TRAVAIL DEMANDÉ:
1. Recopiez fidèlement, dans l'article sur la grâce présidentielle, le passage allant de « 1. La grâce » à « pas longuement aujourd'hui. ».
2. Relevez, dans l'article sur la grâce présidentielle, toutes les exigences que les références nationales et internationales essentielles imposent toujours davantage dans un environnement juridique moderne.
3. Rédigez la suite de l'article sur la grâce présidentielle, en reprenant après sa dernière phrase.

DOCUMENT:
■ ■ ■ ■ ■ ■ ■
La grâce, les violences conjugales, et la légitime défense
Cet article a été mis en ligne en janvier 2017. Une actualité très récente incite à le remettre en ligne, les problématiques abordées étant semblables.
Depuis la condamnation par deux cours d'assises successives à dix années de prison d'une femme ayant tué son mari violent, mais en en dehors d'un épisode agressif, suivie des deux grâces présidentielles ayant abouti à sa libération anticipée, un vif débat agite la société, les medias et le monde judiciaire autour de plusieurs problématiques qui sont malheureusement mélangées et traitées sans toujours la distance et la sérénité indispensables.
Essayons, autant que possible, de clarifier les termes de ces débats et de mettre en lumière les enjeux essentiels.
1. La grâce présidentielle
Un article a récemment été remis en ligne sur le sujet de la grâce présidentielle. (cf.ici). Nous n'y reviendrons pas longuement aujourd'hui.
Rappelons seulement les principales critiques qui sont émises contre la grâce présidentielle qui suit une décision judiciaire : Elle est prise par une personne qui n'a pas lu l'entier dossier, n'a pas assisté au procès, n'a ni rencontré ni entendu les protagonistes, qui donc ignore le contenu réel de l'affaire ; la décision n'est pas motivée, ne répond à aucun critère et est donc totalement arbitraire ; elle est prise trop souvent à la demande d'un groupe de pression dont l'objectivité n'est nullement garantie et qui surfe sur une émotion populaire organisée à partir d'un compte-rendu de l'affaire qui n'est pas toujours fidèle à sa réalité ; elle montre un réel mépris pour les juges et plus encore pour les jurés qui, après avoir entendu tous les avis pendant plusieurs journées et étudié tous les aspects d'une affaire, ont au terme d'une réflexion longue et approfondie en délibéré choisi la décision estimée la plus en conformité avec les faits réels.
Dans un environnement juridique moderne, dans lequel les références nationales et internationales essentielles imposent toujours plus de clarté, de transparence, d'objectivité, d'impartialité, et de motivation des décisions, le fait du prince, subjectif et obscur, n'a plus vraiment sa place.
■ ■ ■ ■ ■ ■ ■
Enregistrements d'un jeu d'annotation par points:
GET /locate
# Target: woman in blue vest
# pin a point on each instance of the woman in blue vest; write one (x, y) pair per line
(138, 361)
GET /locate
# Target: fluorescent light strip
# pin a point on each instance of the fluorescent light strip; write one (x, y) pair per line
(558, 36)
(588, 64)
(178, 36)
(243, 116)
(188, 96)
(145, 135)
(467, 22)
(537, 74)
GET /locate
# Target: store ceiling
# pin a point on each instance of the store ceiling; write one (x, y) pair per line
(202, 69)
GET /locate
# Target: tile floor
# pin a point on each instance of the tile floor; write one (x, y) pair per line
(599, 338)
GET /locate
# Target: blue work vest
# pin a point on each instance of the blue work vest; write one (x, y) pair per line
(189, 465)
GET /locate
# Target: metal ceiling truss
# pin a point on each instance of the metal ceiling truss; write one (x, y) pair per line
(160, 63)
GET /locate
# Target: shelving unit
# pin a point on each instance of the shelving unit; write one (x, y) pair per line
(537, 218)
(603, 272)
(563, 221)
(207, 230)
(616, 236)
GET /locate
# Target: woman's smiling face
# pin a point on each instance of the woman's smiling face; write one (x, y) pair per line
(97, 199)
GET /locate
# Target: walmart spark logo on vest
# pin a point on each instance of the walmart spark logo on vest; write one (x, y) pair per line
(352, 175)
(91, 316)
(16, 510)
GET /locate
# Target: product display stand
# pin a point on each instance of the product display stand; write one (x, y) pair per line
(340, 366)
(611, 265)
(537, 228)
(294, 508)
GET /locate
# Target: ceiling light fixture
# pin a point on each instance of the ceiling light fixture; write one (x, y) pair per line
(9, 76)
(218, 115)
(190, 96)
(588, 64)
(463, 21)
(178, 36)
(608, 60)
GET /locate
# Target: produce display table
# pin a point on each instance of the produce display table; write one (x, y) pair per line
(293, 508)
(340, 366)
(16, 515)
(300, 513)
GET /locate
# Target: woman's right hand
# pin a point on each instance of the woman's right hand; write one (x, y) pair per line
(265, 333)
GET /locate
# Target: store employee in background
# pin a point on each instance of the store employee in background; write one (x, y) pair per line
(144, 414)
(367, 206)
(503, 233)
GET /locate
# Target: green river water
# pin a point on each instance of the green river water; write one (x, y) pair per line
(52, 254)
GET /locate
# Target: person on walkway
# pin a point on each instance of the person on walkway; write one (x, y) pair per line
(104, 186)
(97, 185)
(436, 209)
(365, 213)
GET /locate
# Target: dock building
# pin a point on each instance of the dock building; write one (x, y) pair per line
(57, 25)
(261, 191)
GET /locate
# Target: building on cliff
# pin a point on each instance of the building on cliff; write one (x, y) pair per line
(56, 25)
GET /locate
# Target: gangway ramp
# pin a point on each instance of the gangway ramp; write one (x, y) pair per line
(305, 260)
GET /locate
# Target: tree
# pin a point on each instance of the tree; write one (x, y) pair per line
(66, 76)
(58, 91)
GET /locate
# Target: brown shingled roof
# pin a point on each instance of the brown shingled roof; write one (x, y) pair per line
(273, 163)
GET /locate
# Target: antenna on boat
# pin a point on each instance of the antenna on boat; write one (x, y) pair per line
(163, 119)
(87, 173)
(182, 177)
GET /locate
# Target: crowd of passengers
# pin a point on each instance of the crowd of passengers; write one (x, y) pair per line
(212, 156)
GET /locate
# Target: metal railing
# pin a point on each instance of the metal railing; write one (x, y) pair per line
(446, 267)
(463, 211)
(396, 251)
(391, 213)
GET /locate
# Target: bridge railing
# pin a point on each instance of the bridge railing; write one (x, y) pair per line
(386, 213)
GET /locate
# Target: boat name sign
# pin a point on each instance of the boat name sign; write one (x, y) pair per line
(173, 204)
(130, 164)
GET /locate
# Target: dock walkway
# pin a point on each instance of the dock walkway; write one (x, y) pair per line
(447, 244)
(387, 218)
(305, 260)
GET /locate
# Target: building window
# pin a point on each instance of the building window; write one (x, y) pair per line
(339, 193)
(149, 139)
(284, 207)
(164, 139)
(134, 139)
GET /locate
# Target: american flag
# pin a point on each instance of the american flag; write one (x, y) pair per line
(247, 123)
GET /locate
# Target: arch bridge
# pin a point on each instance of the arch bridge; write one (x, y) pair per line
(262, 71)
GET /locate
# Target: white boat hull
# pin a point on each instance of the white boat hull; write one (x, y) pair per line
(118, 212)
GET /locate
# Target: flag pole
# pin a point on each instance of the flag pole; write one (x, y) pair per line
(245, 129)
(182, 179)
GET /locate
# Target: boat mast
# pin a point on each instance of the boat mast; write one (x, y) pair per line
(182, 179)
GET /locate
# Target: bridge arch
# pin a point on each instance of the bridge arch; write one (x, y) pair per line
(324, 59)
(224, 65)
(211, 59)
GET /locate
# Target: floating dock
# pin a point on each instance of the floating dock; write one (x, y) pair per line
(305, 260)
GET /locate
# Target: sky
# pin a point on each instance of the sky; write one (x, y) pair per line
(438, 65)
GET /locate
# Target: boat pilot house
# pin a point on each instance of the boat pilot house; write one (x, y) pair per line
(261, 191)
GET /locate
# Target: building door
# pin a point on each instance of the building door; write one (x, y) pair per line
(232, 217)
■ ■ ■ ■ ■ ■ ■
RÉSULTATS DE L'EXERCICE:
1.
1. La grâce présidentielle
Un article a récemment été remis en ligne sur le sujet de la grâce présidentielle. (cf.ici). Nous n'y reviendrons pas longuement aujourd'hui.

2. clarté, transparence, objectivité, impartialité, motivation des décisions

3.
2.La légitime défense
La problématique de la légitime défense a également été abordée plusieurs fois sur ce blog (cf. ici, ici), et notamment dans le cadre des violences conjugales (cf. ici)
L'une des conditions légales de la légitime défense est la concomitance entre l'agression et la défense. C'est l'expression "dans le même temps" du code pénal (texte ici). La violence, pour être éventuellement légitime, ne doit avoir lieu ni avant l'attaque, ni après.
Cela se comprend assez facilement. Avant, c'est l'anticipation d'éventuelles violences sans certitude qu'elles se produiront. Après, c'est uniquement de la vengeance privée.
Au demeurant, si les mots ont encore un sens, on ne peut pas prétendre se défendre quand il n'y a pas encore ou quand il n'y a plus d'agression. On ne se "défend" pas contre le vide.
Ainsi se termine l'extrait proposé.